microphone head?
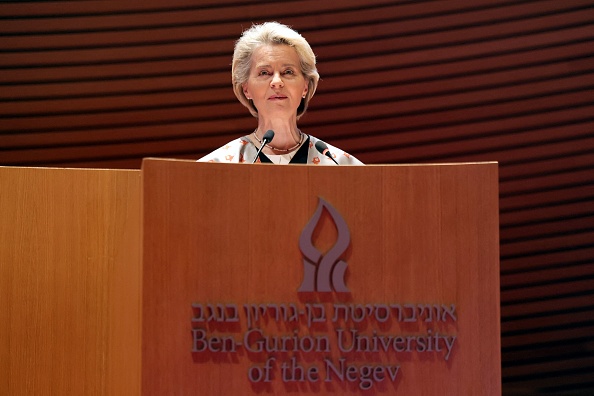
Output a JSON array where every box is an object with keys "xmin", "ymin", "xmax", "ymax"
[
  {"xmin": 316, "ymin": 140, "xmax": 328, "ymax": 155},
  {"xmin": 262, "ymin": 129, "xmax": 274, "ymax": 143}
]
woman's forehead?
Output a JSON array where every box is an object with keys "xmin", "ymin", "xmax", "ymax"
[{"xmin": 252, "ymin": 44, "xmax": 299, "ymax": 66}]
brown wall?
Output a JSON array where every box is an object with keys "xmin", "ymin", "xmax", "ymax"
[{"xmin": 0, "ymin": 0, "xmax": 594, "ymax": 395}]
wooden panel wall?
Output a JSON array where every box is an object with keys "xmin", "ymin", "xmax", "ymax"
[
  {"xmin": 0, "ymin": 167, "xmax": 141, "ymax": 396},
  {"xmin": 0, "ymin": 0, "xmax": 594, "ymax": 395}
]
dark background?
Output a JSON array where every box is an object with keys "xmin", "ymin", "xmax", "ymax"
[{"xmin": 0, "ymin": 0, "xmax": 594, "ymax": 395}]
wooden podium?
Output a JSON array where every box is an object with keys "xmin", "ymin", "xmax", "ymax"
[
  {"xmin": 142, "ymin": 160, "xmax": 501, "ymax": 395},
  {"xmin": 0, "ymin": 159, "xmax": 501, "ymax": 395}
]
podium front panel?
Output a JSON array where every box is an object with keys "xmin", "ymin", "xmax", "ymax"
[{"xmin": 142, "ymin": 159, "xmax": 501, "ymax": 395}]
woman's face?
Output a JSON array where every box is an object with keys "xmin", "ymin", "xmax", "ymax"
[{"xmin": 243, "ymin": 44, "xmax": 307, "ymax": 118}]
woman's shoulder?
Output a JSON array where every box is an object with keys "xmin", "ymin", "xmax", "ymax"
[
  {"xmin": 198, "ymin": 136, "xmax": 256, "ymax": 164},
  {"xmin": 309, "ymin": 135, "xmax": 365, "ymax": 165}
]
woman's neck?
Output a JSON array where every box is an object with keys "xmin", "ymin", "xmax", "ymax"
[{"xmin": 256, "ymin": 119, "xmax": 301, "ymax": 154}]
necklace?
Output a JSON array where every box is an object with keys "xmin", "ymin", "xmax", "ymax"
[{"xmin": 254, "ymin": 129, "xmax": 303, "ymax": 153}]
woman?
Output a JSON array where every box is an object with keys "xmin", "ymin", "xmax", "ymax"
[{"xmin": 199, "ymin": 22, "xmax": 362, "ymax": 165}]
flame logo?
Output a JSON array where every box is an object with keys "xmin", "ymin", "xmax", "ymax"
------------------------------------------------
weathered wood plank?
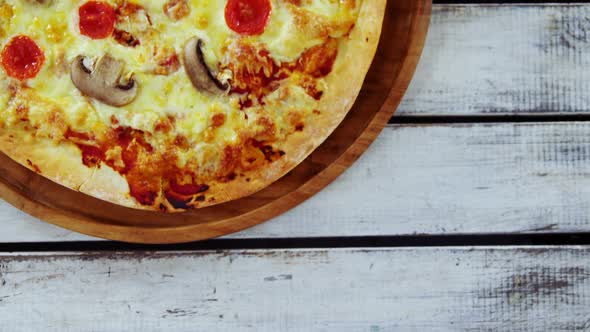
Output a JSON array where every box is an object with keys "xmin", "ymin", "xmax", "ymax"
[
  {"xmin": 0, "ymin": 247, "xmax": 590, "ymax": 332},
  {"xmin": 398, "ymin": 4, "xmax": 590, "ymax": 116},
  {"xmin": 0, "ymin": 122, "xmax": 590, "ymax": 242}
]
------------------------------------------------
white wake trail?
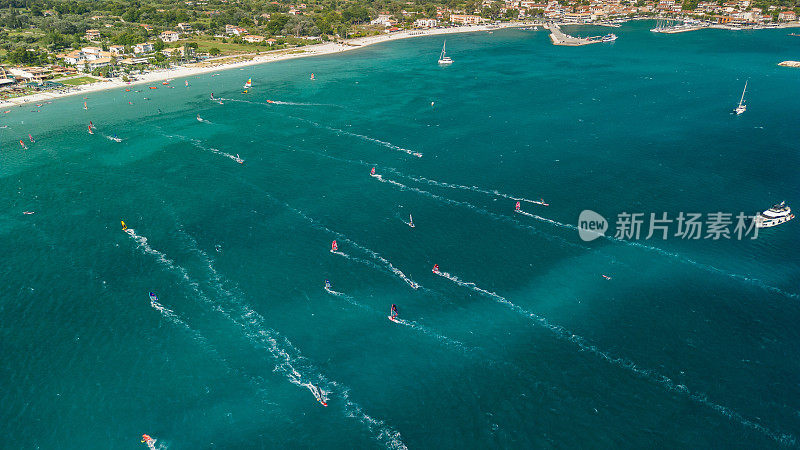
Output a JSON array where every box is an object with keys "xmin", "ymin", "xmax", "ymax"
------------------------------------------------
» Exercise aim
Which lines in the items above contain the word "panel"? Copy out each of them.

» Answer below
wooden panel wall?
podium front panel?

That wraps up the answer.